### Text passage
TLDR: For scalable data workloads like Cassandra, performance and capacity are simply a matter of cost. JVM choice and configuration can dramatically impact that cost. The Azul Platform Prime JVM significantly improves Cassandra performance and reduces the cost of Cassandra clusters.
We set off to characterize the impact of JVM choice and configuration on Cassandra load carrying capacity: the capacity of a Cassandra cluster of a certain size to handle traffic while meeting specified service levels.
Scalable data technologies like Cassandra are great. Within reason, they let us provision as much capacity as we need to carry our workloads by adding horizontally scaling nodes. We can choose the performance and capacity that a cluster would provide. We just need enough nodes. Each node we add to a Cassandra cluster adds both storage capacity and throughput carrying capacity to the cluster.

### Given information
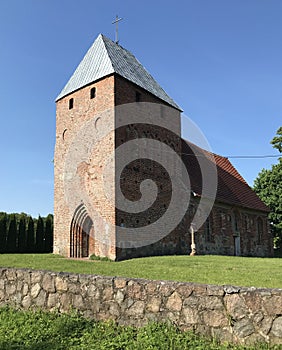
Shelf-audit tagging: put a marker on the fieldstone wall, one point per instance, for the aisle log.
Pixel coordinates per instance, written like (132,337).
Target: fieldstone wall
(242,315)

### What is asked
- a) In the Cassandra performance text, what does each node added to a Cassandra cluster add?
- b) Rewrite the Cassandra performance text starting with "Scalable data technologies" and going on through "to the cluster.", putting "valuable" in place of "great".

### Worked answers
- a) Each node adds both storage capacity and throughput carrying capacity to the cluster.

- b)
Scalable data technologies like Cassandra are valuable. Within reason, they let us provision as much capacity as we need to carry our workloads by adding horizontally scaling nodes. We can choose the performance and capacity that a cluster would provide. We just need enough nodes. Each node we add to a Cassandra cluster adds both storage capacity and throughput carrying capacity to the cluster.